→ **WORK INSTRUCTIONS**
In your copy, leave out the pictures and repeat the entries below exactly.

• • • • • • •

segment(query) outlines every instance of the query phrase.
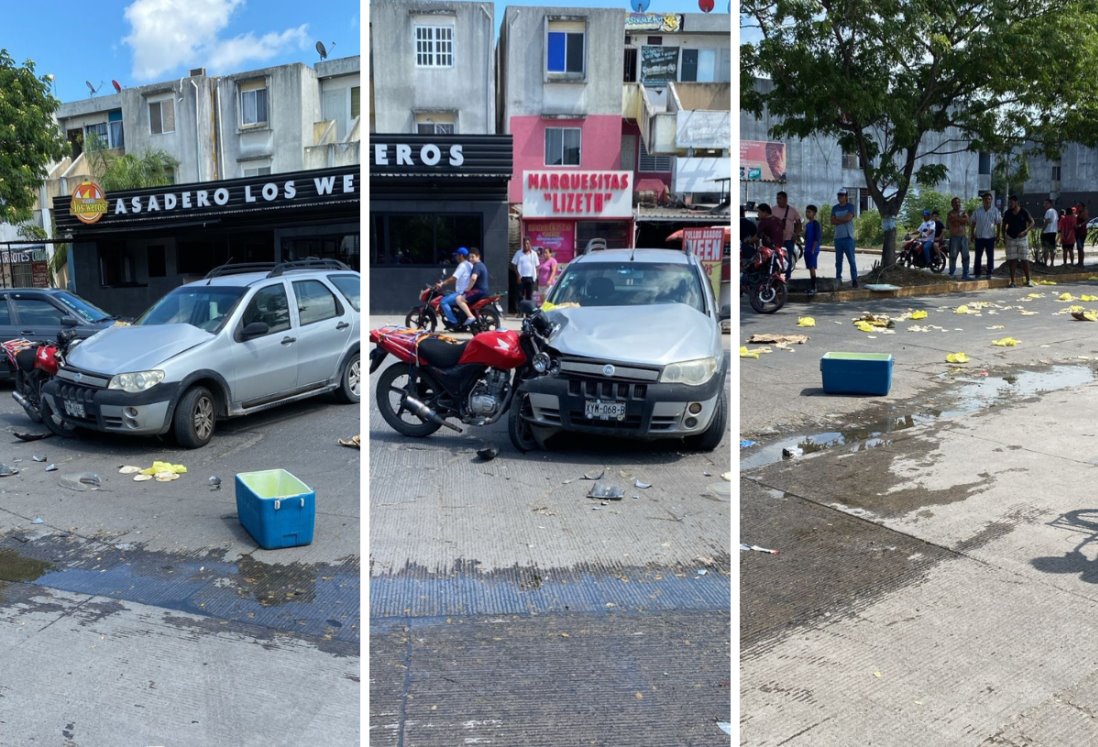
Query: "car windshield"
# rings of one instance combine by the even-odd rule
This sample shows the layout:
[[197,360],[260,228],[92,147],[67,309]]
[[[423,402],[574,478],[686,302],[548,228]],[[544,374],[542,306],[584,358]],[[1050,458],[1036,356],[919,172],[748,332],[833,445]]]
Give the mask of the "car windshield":
[[190,324],[216,332],[229,318],[247,288],[189,285],[176,288],[138,317],[134,324]]
[[329,275],[328,279],[339,288],[340,293],[347,297],[347,301],[355,307],[355,311],[362,310],[358,306],[362,286],[358,275]]
[[546,300],[554,305],[637,306],[683,303],[705,313],[705,292],[690,266],[670,262],[573,264]]
[[61,305],[66,309],[71,311],[73,316],[79,321],[86,324],[94,324],[95,322],[114,318],[95,304],[89,303],[80,296],[75,296],[72,293],[58,293],[54,298],[60,301]]

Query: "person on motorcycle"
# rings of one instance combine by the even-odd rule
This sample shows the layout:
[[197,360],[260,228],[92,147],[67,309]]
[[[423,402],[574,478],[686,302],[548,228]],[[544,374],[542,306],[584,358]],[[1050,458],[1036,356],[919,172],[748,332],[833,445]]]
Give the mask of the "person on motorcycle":
[[767,246],[774,247],[775,249],[781,248],[785,234],[781,219],[770,212],[770,205],[765,202],[760,203],[756,210],[759,213],[759,238],[765,239]]
[[934,239],[937,233],[937,225],[930,217],[930,211],[923,211],[923,222],[919,224],[919,240],[923,242],[923,261],[930,267],[930,253],[935,250]]
[[439,301],[439,306],[442,307],[442,315],[446,317],[446,322],[451,326],[457,326],[457,317],[454,316],[454,302],[469,287],[469,277],[473,273],[473,265],[469,261],[469,250],[465,247],[459,246],[454,250],[454,261],[458,263],[454,274],[441,282],[435,283],[435,288],[439,290],[447,283],[452,282],[454,284],[454,292],[448,293]]
[[473,272],[469,276],[468,288],[457,297],[458,307],[465,312],[466,327],[473,326],[476,321],[469,304],[488,295],[488,268],[480,261],[480,250],[476,247],[469,250],[469,262],[473,265]]

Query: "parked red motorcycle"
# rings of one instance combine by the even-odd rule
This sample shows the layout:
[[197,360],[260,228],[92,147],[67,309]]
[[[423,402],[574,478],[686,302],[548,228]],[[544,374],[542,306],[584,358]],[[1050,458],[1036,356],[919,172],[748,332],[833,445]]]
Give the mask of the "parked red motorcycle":
[[[527,312],[533,304],[527,304]],[[511,405],[515,388],[544,373],[543,352],[549,323],[540,313],[527,316],[522,331],[490,330],[458,342],[446,335],[413,329],[370,330],[370,373],[389,355],[397,359],[377,381],[377,406],[393,430],[422,438],[445,426],[459,433],[466,425],[490,425]]]
[[52,343],[32,342],[23,337],[0,342],[15,374],[12,399],[23,407],[31,420],[36,423],[45,421],[51,431],[62,435],[68,435],[69,429],[55,422],[55,418],[48,417],[49,413],[43,411],[42,387],[57,375],[57,369],[77,342],[79,340],[76,330],[71,326],[58,332],[57,341]]
[[789,298],[785,281],[786,251],[780,246],[745,242],[740,246],[740,294],[747,294],[751,308],[773,314]]
[[[445,277],[443,273],[443,277]],[[465,326],[465,313],[458,308],[457,304],[454,304],[454,317],[457,319],[457,324],[450,324],[446,321],[446,315],[442,313],[440,308],[442,304],[442,297],[448,292],[439,287],[438,283],[428,285],[419,293],[419,304],[412,307],[412,310],[408,312],[404,317],[404,324],[407,327],[413,329],[426,329],[430,332],[434,332],[438,327],[438,323],[442,321],[443,329],[451,332],[468,332],[469,327]],[[503,307],[500,306],[500,299],[506,294],[497,293],[495,295],[483,296],[473,303],[469,304],[469,311],[473,312],[473,318],[476,319],[473,322],[473,332],[487,332],[492,329],[499,329],[499,321],[503,316]]]
[[[923,256],[923,240],[919,232],[904,235],[904,241],[900,254],[896,258],[896,264],[901,267],[926,268],[926,257]],[[934,248],[930,252],[930,269],[933,272],[941,272],[946,267],[946,254],[942,242],[935,241]]]

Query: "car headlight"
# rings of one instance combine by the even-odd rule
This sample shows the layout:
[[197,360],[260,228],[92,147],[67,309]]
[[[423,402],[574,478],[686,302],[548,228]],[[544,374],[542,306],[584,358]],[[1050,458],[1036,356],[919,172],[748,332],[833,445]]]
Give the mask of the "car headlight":
[[121,389],[130,394],[152,389],[164,380],[163,371],[136,371],[134,373],[118,374],[111,377],[108,389]]
[[716,372],[716,358],[698,358],[693,361],[672,363],[664,367],[663,373],[660,374],[660,383],[698,386],[713,378]]

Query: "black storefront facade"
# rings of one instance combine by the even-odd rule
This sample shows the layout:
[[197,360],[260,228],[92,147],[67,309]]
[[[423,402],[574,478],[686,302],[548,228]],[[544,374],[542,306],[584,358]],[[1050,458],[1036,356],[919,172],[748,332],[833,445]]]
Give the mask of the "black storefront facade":
[[358,270],[360,172],[354,165],[105,194],[82,185],[75,201],[54,198],[58,235],[71,239],[69,286],[113,314],[136,316],[229,261],[330,257]]
[[404,313],[459,246],[507,290],[510,135],[370,136],[370,311]]

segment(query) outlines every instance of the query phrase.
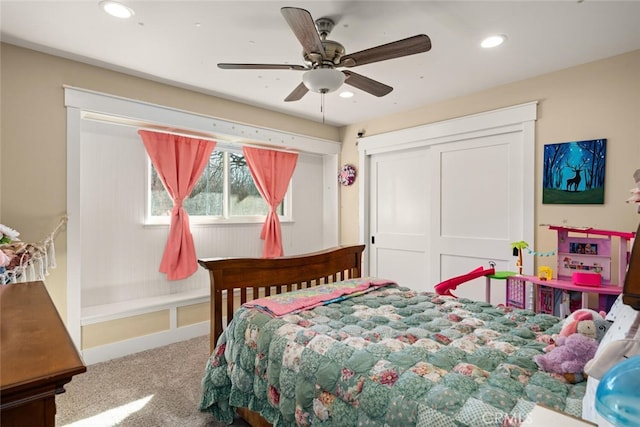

• • • • • • •

→ **RESPONSE**
segment(query) outlines every instance of the query phrase.
Query: "car windshield"
# rings of one instance combine by the even-odd rule
This sample shows the layout:
[[197,360],[260,228],[92,147],[67,309]]
[[[423,402],[574,478],[686,302],[548,228]],[[544,374],[542,306],[584,358]],[[1050,458],[1036,356],[919,172],[748,332],[833,445]]]
Give the mask of the "car windshield":
[[190,324],[216,332],[229,318],[247,288],[189,285],[176,288],[138,317],[134,324]]
[[329,275],[328,279],[339,288],[340,293],[347,297],[347,301],[355,307],[355,311],[362,310],[358,306],[362,286],[358,275]]
[[546,300],[554,305],[637,306],[683,303],[705,313],[705,292],[690,266],[670,262],[573,264]]
[[61,305],[66,309],[71,311],[73,316],[79,321],[86,324],[94,324],[95,322],[114,318],[95,304],[89,303],[80,296],[75,296],[72,293],[58,293],[54,298],[60,301]]

Query: "person on motorcycle"
# rings of one instance combine by the even-odd rule
This sample shows the layout:
[[197,360],[260,228],[92,147],[67,309]]
[[[423,402],[574,478],[686,302],[548,228]],[[544,374],[542,306],[584,358]],[[1050,458],[1036,356],[919,172],[748,332],[833,445]]]
Give the mask of the "person on motorcycle":
[[767,246],[774,247],[775,249],[781,248],[785,234],[781,219],[770,212],[770,205],[765,202],[760,203],[756,210],[759,213],[759,238],[765,239]]
[[934,239],[937,233],[937,225],[930,217],[930,211],[923,211],[923,222],[919,224],[919,240],[923,242],[923,261],[930,267],[930,253],[935,250]]
[[439,301],[439,306],[442,307],[442,315],[446,317],[446,322],[451,326],[457,326],[457,317],[454,316],[454,302],[469,287],[469,277],[473,273],[473,265],[469,261],[469,250],[465,247],[459,246],[454,250],[454,261],[458,263],[454,274],[441,282],[435,283],[435,288],[439,290],[447,283],[452,282],[454,284],[454,292],[448,293]]
[[473,272],[469,276],[468,288],[457,297],[458,307],[465,312],[466,327],[473,326],[476,321],[469,304],[488,295],[488,268],[480,261],[480,250],[476,247],[469,250],[469,262],[473,265]]

Query: "parked red motorcycle"
# rings of one instance combine by the even-odd rule
This sample shows the layout:
[[197,360],[260,228],[92,147],[67,309]]
[[[423,402],[574,478],[686,302],[548,228]],[[544,374],[542,306],[584,358]],[[1050,458],[1036,356],[919,172],[748,332],[833,445]]]
Give the mask of the "parked red motorcycle":
[[[527,312],[533,304],[527,304]],[[511,405],[515,388],[544,373],[543,352],[549,323],[540,313],[527,316],[522,331],[490,330],[458,342],[446,335],[413,329],[370,330],[370,373],[389,355],[397,359],[377,381],[377,406],[393,430],[422,438],[445,426],[459,433],[466,425],[490,425]]]
[[52,343],[32,342],[23,337],[0,342],[15,374],[12,399],[23,407],[31,420],[36,423],[45,421],[51,431],[62,435],[68,435],[69,429],[55,422],[55,418],[48,417],[49,413],[43,411],[42,387],[57,375],[57,369],[77,342],[79,340],[76,330],[71,326],[58,332],[57,341]]
[[789,298],[785,281],[786,251],[780,246],[745,242],[740,246],[740,294],[747,294],[751,308],[773,314]]
[[[445,277],[443,273],[443,277]],[[465,326],[465,313],[458,308],[457,304],[454,304],[454,317],[457,319],[457,324],[450,324],[446,321],[446,315],[442,313],[440,308],[442,304],[442,297],[448,292],[439,287],[438,283],[428,285],[419,293],[419,304],[412,307],[412,310],[408,312],[404,317],[404,324],[407,327],[413,329],[426,329],[430,332],[434,332],[438,327],[438,323],[442,321],[443,329],[451,332],[468,332],[469,327]],[[503,307],[500,306],[500,299],[506,294],[497,293],[495,295],[483,296],[473,303],[469,304],[469,311],[473,312],[473,318],[476,319],[473,322],[473,332],[487,332],[492,329],[499,329],[499,321],[503,316]]]
[[[923,256],[923,240],[919,232],[904,235],[904,241],[900,254],[896,258],[896,264],[901,267],[926,268],[926,257]],[[934,248],[930,252],[930,269],[933,272],[941,272],[946,267],[946,254],[942,242],[935,241]]]

Query: "car headlight"
# rings of one instance combine by the even-odd rule
This sample shows the layout:
[[197,360],[260,228],[92,147],[67,309]]
[[[423,402],[574,478],[686,302],[548,228]],[[544,374],[542,306],[584,358]],[[1050,458],[1036,356],[919,172],[748,332],[833,445]]]
Give the mask of the "car headlight":
[[121,389],[130,394],[152,389],[164,380],[163,371],[136,371],[134,373],[118,374],[111,377],[108,389]]
[[716,372],[716,358],[698,358],[693,361],[672,363],[664,367],[663,373],[660,374],[660,383],[698,386],[713,378]]

Query: "black storefront facade"
# rings of one instance combine by the even-odd rule
This sample shows the layout:
[[197,360],[260,228],[92,147],[67,309]]
[[[423,402],[574,478],[686,302],[548,228]],[[544,374],[542,306],[584,358]],[[1050,458],[1036,356],[919,172],[748,332],[833,445]]]
Give the mask of the "black storefront facade":
[[358,270],[360,172],[354,165],[105,194],[82,185],[75,201],[54,198],[58,235],[71,239],[69,286],[113,314],[136,316],[229,261],[330,257]]
[[404,313],[459,246],[507,290],[510,135],[370,136],[370,311]]

segment(query) outlines every instance of the query phrase.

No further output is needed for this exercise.